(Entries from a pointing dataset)
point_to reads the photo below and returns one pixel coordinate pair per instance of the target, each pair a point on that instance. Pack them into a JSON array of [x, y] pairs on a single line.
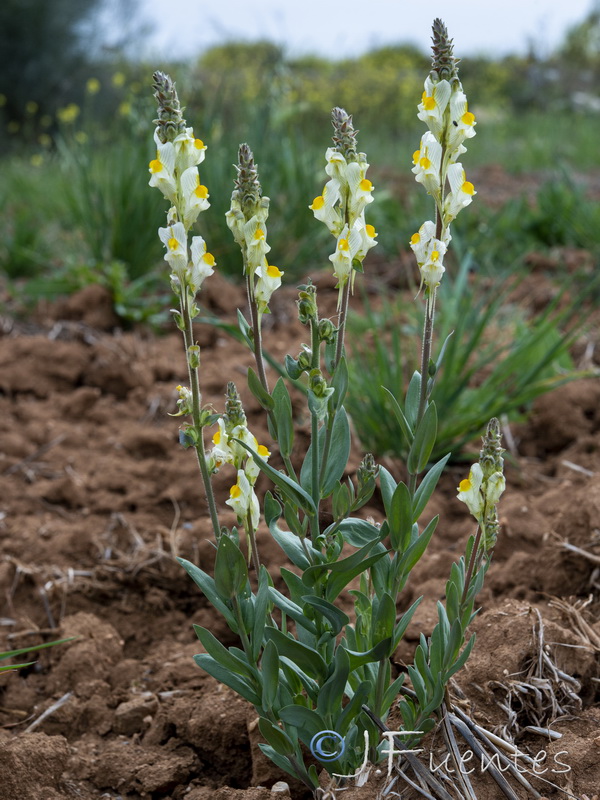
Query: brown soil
[[97, 500]]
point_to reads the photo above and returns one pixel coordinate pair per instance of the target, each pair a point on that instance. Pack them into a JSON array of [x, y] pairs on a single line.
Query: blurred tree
[[46, 49], [582, 42]]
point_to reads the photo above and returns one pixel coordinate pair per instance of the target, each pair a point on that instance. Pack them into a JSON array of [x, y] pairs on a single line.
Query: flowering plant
[[313, 669]]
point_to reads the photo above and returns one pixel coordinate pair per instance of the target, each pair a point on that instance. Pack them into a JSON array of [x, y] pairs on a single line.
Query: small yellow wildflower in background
[[444, 109], [93, 86], [68, 114]]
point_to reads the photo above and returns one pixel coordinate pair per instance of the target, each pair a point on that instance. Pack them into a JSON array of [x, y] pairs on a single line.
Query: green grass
[[497, 359]]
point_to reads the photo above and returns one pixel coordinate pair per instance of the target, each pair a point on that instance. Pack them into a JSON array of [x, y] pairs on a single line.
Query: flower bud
[[305, 358], [327, 331], [194, 356], [248, 191], [344, 136], [367, 471], [307, 303], [234, 411], [170, 122]]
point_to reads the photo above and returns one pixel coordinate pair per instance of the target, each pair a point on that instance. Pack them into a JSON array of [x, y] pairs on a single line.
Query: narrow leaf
[[420, 451], [223, 675]]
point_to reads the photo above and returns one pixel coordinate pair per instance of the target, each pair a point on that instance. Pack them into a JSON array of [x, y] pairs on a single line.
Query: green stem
[[256, 334], [339, 346], [243, 635], [188, 339], [425, 357], [380, 688], [339, 349], [471, 566], [252, 537], [314, 431]]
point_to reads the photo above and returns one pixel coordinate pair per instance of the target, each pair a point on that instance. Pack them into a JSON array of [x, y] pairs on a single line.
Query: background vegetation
[[75, 133]]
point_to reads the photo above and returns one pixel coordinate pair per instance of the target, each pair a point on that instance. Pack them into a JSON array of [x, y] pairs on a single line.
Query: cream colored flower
[[433, 105], [174, 238], [469, 491], [202, 263], [269, 279], [427, 162], [243, 500], [194, 195]]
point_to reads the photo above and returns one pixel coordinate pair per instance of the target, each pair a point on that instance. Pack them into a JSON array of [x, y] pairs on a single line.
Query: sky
[[346, 28]]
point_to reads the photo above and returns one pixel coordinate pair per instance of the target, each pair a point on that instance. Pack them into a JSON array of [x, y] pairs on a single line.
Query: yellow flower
[[68, 114], [93, 86]]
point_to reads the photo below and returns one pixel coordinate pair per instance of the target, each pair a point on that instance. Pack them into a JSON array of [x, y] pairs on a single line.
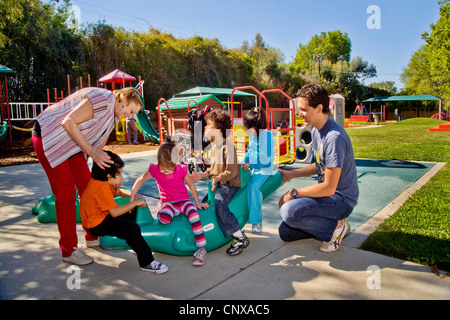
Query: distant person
[[132, 130], [101, 215], [319, 211], [226, 179], [171, 178], [64, 136]]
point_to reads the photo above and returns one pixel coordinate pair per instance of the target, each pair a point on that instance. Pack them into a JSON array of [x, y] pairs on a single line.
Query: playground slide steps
[[442, 128]]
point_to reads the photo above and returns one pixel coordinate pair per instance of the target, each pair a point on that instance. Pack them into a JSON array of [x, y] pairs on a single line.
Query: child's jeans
[[170, 210], [225, 218], [317, 218], [64, 178], [125, 228]]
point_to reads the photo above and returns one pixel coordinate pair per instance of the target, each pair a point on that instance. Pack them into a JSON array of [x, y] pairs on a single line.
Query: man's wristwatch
[[293, 192]]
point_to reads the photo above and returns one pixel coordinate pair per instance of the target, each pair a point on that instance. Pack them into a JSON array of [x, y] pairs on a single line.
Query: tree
[[428, 70], [333, 46], [36, 42]]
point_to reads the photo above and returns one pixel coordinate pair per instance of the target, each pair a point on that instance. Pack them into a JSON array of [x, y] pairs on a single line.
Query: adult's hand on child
[[202, 206], [284, 198], [142, 203], [215, 179], [195, 176]]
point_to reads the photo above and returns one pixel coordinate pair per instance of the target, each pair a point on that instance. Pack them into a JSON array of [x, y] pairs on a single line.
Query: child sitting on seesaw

Exercise brief:
Edit all of the data above by replacing every "Query" with "Target" and changing nothing else. Leave the pictures out of your answer.

Result of the exercise:
point_to reads the photo below and returns one pixel coordinate pair per instance of the target, each pair a point on that instance. Pack them into a JSON array of [x, y] pairs on a single line.
Target: brown soil
[[97, 500]]
point_to reads the photo above and returns one pixel coordinate pair per instance of the target, each pair a point on that instance. Pack them into a JSON array of [x, y] pairs on a single line.
Target: blurred tree
[[46, 49], [582, 42]]
point_to reads the photo above and returns one pixel coordinate pair per instance of the target, each pair a point on that instance. Pack them into a JSON array of [x, y] pairs on a single line.
Target: flowering plant
[[313, 669]]
point_to reads the photo above and returns one pixel coordinate pair per instance of the target, each pair a point on that instance. Pack them into a JSON array of [x, y] pairs on a single line.
Target: small yellow wildflower in background
[[444, 109], [93, 86], [68, 114]]
point_to reads the photo above and returns one pixel coordinate pair per instance of the target, each pair a point on that instance. Pack them into a JSON array of [x, y] pairs on a single line.
Target: green grass
[[497, 359]]
point_to reads the photo above and returns one pixel coordinate pair per instance of the target, each pair a point on that instance. Pack them into a JSON array of [x, y] pairs on a single line.
Target: flower bud
[[305, 358], [327, 331], [194, 356], [248, 191], [344, 136], [367, 471], [307, 303], [234, 411], [170, 122]]
point_to reads the photo above and returns one pixel coordinate pair per instance of the target, each pair a point on that instance. Pack them into a JSON array of [x, y] pairs on a single line.
Target: narrow leaf
[[420, 451], [223, 675]]
point_to reads the photo above and returns one pixel coordinate pair per instance of the target, each pair a point on that instance. Pack them into a JSON array of [x, y] pairs on a single line.
Target: green stem
[[256, 334], [339, 346], [243, 635], [188, 339], [425, 357], [380, 688], [339, 349], [471, 566], [252, 537], [314, 431]]
point_to reads the photo above and returns one pixel coordinate pair per instance of the target, each pair a point on that instance. Pack them into a JSON array of [x, y] pairs on a single line.
Target: background vegetation
[[75, 133]]
point_to reads the photo above and returns one pixel coordinate pair per instance of the target, each pair a point on that instance. Pack them into a JSON array of [x, y] pairs on a single line.
Target: cream colored flower
[[433, 105], [174, 238], [469, 491], [202, 263], [269, 279], [427, 162], [243, 500], [194, 195]]
point_to reads the photo above and returns one pixel coordinate pair per instance of the target, each pair a point on that instance. Pack them into a JSON array of [x, y] pairs on a single line.
Target: sky
[[346, 28]]
point_to reads the photo above and returns one pixel coordinate pair per instance of the target, each pair a point on that instance. Pack them into a JSON array of [x, y] pairs on a single line.
Target: yellow flower
[[68, 114], [93, 86]]
point_to reads the photo below and returns one pixel coordinate pair per instance of the target, each pair a point on that instance. Pack them into a JSON array of [x, y] pairs on a single line.
Target: distant person
[[132, 130], [101, 215], [319, 211], [226, 179], [171, 178], [64, 136]]
point_to reads the photo above and returns one pixel coordinate pair per instance of the target, each pair a point on that instance. Pack them into a JSON array of [x, y] pairs on a single line.
Target: playground slide steps
[[442, 128]]
point_to reads the photo above and returns one pixel coordinate pair per instance of the target, each pair a point on that instance. Pack them into a JSON array of [x, y] pairs on a single line.
Target: child's jeans
[[170, 210], [225, 218], [317, 218], [64, 178], [125, 228]]
point_to reads the photo above and returns one pixel coordinate pair per instance of the target, each pair a point on that instance. Pack them into a JSON array of [x, y] pairs on a single line.
Target: man's wristwatch
[[293, 192]]
point_to reads the photo above and returns one pixel coordinate pair per instance of the target, each pair a point on that instance. Pack them into a JSON array of [x, y] pairs on a single line.
Target: tree
[[428, 70], [333, 46], [36, 42]]
point_to reads the photo above and returns one pixel coordinate pair per instance of the target, each pair a point on that instance. Pack them into a JSON array of [x, y] pairs on a single line.
Target: adult's hand on child
[[202, 206], [284, 198], [142, 203], [215, 179], [195, 176]]
point_to reads the photo above and returns one pixel coordinate pair per instance of the target, each pair a point on that instance. Pack them into a JSON array of [x, y] pairs on a single line.
Target: child sitting on seesaw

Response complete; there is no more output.